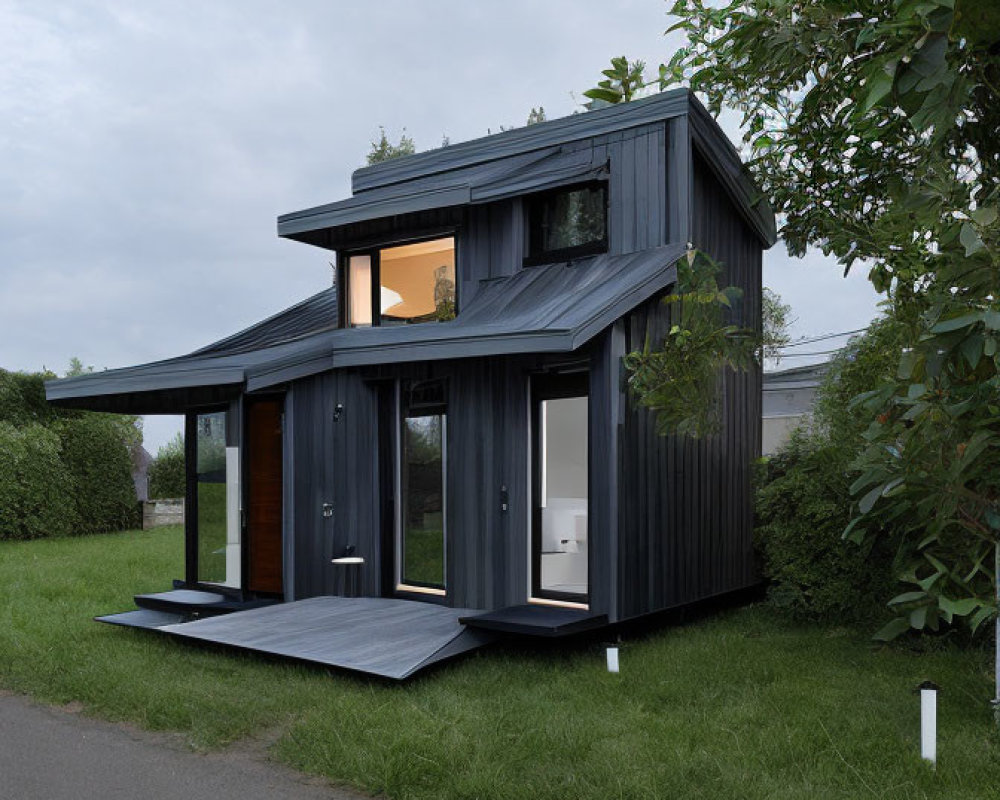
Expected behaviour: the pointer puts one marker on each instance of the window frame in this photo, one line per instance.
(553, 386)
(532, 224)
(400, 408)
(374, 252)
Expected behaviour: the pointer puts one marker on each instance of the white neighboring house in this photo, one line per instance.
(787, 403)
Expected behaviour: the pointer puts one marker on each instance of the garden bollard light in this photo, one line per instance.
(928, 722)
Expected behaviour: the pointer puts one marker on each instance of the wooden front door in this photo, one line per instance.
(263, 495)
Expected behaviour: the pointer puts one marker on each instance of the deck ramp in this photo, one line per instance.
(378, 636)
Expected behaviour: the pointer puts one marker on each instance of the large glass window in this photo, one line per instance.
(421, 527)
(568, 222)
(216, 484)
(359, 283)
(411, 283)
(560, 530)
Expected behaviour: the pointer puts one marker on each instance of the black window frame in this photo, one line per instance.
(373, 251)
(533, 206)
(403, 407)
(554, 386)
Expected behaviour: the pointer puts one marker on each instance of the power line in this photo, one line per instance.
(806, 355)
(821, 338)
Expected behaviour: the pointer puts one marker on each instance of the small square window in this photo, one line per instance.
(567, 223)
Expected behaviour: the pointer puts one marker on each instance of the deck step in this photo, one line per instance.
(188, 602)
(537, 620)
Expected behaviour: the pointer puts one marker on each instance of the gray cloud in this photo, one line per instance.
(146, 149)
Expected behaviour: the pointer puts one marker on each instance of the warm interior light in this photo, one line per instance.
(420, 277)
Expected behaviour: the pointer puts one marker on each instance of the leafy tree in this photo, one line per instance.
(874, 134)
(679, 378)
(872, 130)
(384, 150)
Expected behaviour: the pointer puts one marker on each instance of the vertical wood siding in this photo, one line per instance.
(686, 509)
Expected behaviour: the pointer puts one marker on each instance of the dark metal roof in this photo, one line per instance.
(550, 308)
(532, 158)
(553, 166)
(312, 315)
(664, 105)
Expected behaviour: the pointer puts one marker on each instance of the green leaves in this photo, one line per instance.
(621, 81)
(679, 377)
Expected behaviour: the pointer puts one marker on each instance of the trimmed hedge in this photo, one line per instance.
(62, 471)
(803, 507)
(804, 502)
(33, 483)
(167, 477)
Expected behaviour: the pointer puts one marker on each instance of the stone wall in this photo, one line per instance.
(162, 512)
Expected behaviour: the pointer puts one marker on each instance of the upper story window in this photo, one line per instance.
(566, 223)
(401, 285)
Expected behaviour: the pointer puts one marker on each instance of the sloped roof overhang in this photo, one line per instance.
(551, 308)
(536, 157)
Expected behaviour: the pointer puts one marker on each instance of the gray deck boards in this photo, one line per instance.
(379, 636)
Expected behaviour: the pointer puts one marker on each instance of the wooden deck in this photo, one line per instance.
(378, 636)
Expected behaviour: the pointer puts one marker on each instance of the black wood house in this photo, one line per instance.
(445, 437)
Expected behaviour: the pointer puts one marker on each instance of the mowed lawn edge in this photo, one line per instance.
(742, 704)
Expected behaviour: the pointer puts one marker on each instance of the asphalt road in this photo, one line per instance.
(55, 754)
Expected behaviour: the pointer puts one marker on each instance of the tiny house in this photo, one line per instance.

* _Action item_
Repeat the records word for word. Leave out whatever pictures they hold.

* _Written response_
Expected behaviour: the pointer puts one marker on each instance of the window frame in this photo, one line per instance.
(553, 386)
(532, 224)
(400, 408)
(374, 252)
Expected behaviour: the pointer puts one marker on each instance of the white neighboring house in this photo, one line per instance.
(787, 403)
Expected behaviour: the pointer puts one marker on each instance of the garden bollard light in this photo, one line per instance.
(928, 722)
Expected behaviour: the pointer puts one marker on each instance of the wooden front door in this photo, one line per instance.
(263, 495)
Expected behaviour: the pointer puts one marker on each instance of the deck ramp in this photo, one line per instance.
(378, 636)
Expected behaviour: the pointer puts one marker on each instance of the large glass window in this photo, one line per instance.
(421, 527)
(568, 222)
(216, 484)
(359, 283)
(411, 283)
(560, 530)
Expected behaviour: the pointer puts one marker on each instance of the black window frame in this photo, one line per instance.
(373, 251)
(533, 206)
(403, 407)
(554, 386)
Expected behaviour: the pointer puts one marker on each instance of the power line in this photo, one line per instance.
(806, 355)
(821, 338)
Expected behaviour: the pointer puts one marker on each instance of the small square window in this photo, one line per instance.
(567, 223)
Expected behaviour: the pointer puts one marker on each instance of the deck step in this photo, one line per instance.
(188, 602)
(537, 620)
Expected behaviour: the pointer puts one marker on each instance of the gray cloud in this photo, one line per instance.
(146, 149)
Expected behaviour: the pointer puts one marker on each instance of the warm interior light in this photo, one line per instance.
(420, 277)
Expected behaviour: the pointer puts one marker on each instance of the leafy tree in this photo, one line per instance.
(874, 134)
(679, 378)
(872, 130)
(384, 150)
Expected behaviour: the pointer puts one marker on each instance of the vertical wood siding in this photo, one line per instance.
(686, 509)
Expected behaviour: the pointer puts one marker on each instance of the dark metal roof in this photo, one line per instance.
(550, 308)
(532, 158)
(553, 166)
(312, 315)
(664, 105)
Expected behaviour: the pointer puts one marker on each instance of the green leaves in this photo, one line per instance.
(621, 81)
(679, 377)
Expected behaviour: the pointer puts one marker on each instance of the trimmed hedge in this photo, one line per instance.
(62, 471)
(803, 507)
(804, 502)
(33, 483)
(167, 477)
Expected behaviour: the pointer puts one marker on each instance of the stone wall in this photo, one line per instance.
(162, 512)
Expected behaviour: the pointer puts one marker on each instance of the upper story window in this photo, one line per instance.
(566, 223)
(401, 285)
Expected behaviour: the pointer puts one marker on each instance of the sloped roof overhang in this photo, one line per instance.
(551, 308)
(536, 157)
Expected behaviour: the pointer puts one marker on each instance of the gray deck boards in this photo, one line per instance.
(379, 636)
Expected behaviour: the pointer puts one marker on each instance of the wooden deck in this photo, one line per instance.
(378, 636)
Expected behaviour: the pointer puts one marker on each instance of the black wood house in this photo, one line per instance.
(445, 437)
Expected behaviour: the pointer puts one marker on each instance of the mowed lawn edge in this photo, one line per instance.
(742, 704)
Expected behaviour: the pointer puts one marker on each instance of the asphalt road in this photo, one line per instance.
(55, 754)
Expected behaviour: the pointer puts one marker on each instance of the tiny house in this photo, one line per instance.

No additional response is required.